──────── TEXT EXCERPT

The Human Headed Ba-Bird (fig. 1b) is from the Egyptian Ptolemaic Period (332-30 B.C.) (FM Collections Catalog). The object, a bird body with a human head, was carved from wood and decorated with gesso and paint. It is thought to have been a part of a rounded wooden funeral stele and representative of the “ba”, which along with the body and the life force were the three elements that a person was divided into at death (Gamwell and Wells 1989, 72 cited in FM Collections Catalog). The “ba” can take the form of a bird to return to the land of the living. The Lekythos (fig. 1c) is from 5th century BC Greece (FM Collections Catalog). The catalog lists the object as a ‘black figure’ vessel depicting two warriors walking beside their horses. The Lekythos was reconstructed from many pieces, and parts of the decorations, warriors, horses, and the design, have been obscured by the reconstruction materials, fading, and wear. 2.2 Smithsonian National Museum of the American Indian (Washington, DC) The Smithsonian National Museum of the American Indian (NMAI) holds one of the world’s largest collections of Native artifacts from the Western Hemisphere. Founded by George Gustav Heye, the Museum of the American Indian/Heye Foundation acquired the majority of the items in the collection from 1903-1957 with objects of “artistic, historic, literary, and scientific interest” that were to become the collections for “a museum for the collection, preservation, study, and exhibition of all things connected with the anthropology of the aboriginal people” of the Western Hemisphere as stated in the 1916 trust agreement (NMAI Website). Three collections objects were examined for this study in June 2015 with visible light imaging, reflected IR imaging, and photogrammetry of three collection objects, (1) Inka Qero (NMAI 16/3605); (2) Inka Qero (Jaguar head) (NMAI 10/5860); and (3) Vessel (NMAI 23/9575).

────────────────

THE REQUEST
Render this sentence from the museum-objects text in Spanish: "The object, a bird body with a human head, was carved from wood and decorated with gesso and paint."

──────── GIVEN DATA

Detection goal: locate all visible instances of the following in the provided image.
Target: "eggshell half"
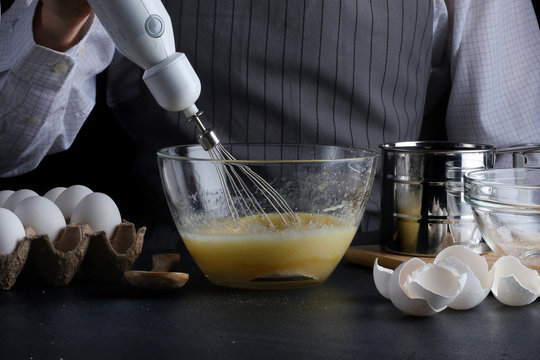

────────────────

REPLY
El objeto, un cuerpo de ave con cabeza humana, fue tallado en madera y decorado con gesso y pintura.